§ Exercise objective: Copy the listing below without changes, starting at its first line and ending at the line that contains "pixel 857 393".

━━━ Available data

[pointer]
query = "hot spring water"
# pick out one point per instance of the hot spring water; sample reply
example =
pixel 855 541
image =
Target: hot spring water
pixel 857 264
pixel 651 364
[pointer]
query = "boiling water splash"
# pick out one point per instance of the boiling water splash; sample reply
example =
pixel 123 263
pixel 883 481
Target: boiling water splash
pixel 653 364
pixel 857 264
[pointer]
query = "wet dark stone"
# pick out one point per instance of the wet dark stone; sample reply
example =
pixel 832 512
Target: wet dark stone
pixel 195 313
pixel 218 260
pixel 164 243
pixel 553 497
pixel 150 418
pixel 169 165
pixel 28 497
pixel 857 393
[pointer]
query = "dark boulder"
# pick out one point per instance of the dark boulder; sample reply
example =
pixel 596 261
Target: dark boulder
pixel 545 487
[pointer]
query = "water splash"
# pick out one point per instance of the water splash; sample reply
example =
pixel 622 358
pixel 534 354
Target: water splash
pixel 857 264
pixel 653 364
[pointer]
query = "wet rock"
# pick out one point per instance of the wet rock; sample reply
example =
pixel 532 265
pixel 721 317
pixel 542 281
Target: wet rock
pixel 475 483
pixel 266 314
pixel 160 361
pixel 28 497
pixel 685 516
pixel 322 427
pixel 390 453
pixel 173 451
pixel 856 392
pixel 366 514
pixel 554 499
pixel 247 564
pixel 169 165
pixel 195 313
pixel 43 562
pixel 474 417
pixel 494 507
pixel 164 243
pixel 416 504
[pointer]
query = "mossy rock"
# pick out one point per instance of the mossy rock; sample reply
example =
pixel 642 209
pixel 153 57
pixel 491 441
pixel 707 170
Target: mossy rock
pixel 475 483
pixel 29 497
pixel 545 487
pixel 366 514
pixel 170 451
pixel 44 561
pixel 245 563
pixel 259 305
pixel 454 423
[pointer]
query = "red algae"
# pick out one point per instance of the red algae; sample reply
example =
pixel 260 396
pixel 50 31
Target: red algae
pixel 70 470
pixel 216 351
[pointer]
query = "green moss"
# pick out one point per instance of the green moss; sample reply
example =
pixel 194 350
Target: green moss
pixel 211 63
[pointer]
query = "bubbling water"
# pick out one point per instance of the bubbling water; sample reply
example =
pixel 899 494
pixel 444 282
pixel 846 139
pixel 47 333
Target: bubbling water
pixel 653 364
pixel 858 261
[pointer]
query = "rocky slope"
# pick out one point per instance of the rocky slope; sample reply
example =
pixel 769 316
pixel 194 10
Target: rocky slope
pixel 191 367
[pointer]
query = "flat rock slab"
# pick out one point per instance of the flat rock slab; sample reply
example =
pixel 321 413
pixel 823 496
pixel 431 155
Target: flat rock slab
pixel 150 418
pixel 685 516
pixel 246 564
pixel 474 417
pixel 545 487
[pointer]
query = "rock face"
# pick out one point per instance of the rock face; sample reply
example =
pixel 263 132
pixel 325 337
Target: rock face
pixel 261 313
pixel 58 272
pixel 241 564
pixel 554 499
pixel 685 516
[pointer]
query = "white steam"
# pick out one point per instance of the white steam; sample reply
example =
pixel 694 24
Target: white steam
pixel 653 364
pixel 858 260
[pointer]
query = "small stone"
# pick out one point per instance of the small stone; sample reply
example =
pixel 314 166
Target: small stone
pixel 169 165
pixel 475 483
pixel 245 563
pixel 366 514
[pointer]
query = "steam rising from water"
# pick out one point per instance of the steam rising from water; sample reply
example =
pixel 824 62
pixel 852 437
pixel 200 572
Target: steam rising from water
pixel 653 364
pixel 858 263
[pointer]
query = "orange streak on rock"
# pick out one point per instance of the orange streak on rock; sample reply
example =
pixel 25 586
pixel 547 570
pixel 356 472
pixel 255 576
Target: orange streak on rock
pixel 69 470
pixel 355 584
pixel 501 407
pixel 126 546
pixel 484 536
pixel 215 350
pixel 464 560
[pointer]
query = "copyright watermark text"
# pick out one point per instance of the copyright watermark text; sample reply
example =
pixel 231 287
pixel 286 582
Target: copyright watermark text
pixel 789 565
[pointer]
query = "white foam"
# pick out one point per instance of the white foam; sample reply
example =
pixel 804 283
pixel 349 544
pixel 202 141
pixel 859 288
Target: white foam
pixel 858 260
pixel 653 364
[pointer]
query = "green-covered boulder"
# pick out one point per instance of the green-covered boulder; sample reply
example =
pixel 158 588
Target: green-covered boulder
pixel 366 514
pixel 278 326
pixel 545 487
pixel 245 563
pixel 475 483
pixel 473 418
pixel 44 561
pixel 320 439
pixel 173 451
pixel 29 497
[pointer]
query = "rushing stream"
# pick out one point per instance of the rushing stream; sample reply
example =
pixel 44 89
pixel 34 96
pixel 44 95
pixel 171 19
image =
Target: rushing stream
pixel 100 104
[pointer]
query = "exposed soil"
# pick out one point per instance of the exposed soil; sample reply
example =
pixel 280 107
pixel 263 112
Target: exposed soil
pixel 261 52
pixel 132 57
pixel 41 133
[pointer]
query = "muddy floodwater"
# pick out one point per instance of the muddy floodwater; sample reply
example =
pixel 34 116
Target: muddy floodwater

━━━━━━

§ Response:
[pointer]
query = "hot spring water"
# pick out one point per instance of the hot spring water; sample reply
example =
pixel 855 541
image =
Target: hot spring water
pixel 857 264
pixel 651 364
[pointer]
query = "boiling water splash"
# pick out one point per instance of the boiling water splash; sample reply
example =
pixel 123 263
pixel 883 481
Target: boiling water splash
pixel 653 364
pixel 857 264
[pointer]
query = "wet dark stone"
# pick out one point per instance of the wet dark stone; sample reply
example =
pixel 832 512
Target: wet dark stone
pixel 195 313
pixel 218 260
pixel 164 243
pixel 553 497
pixel 150 418
pixel 169 165
pixel 28 497
pixel 857 393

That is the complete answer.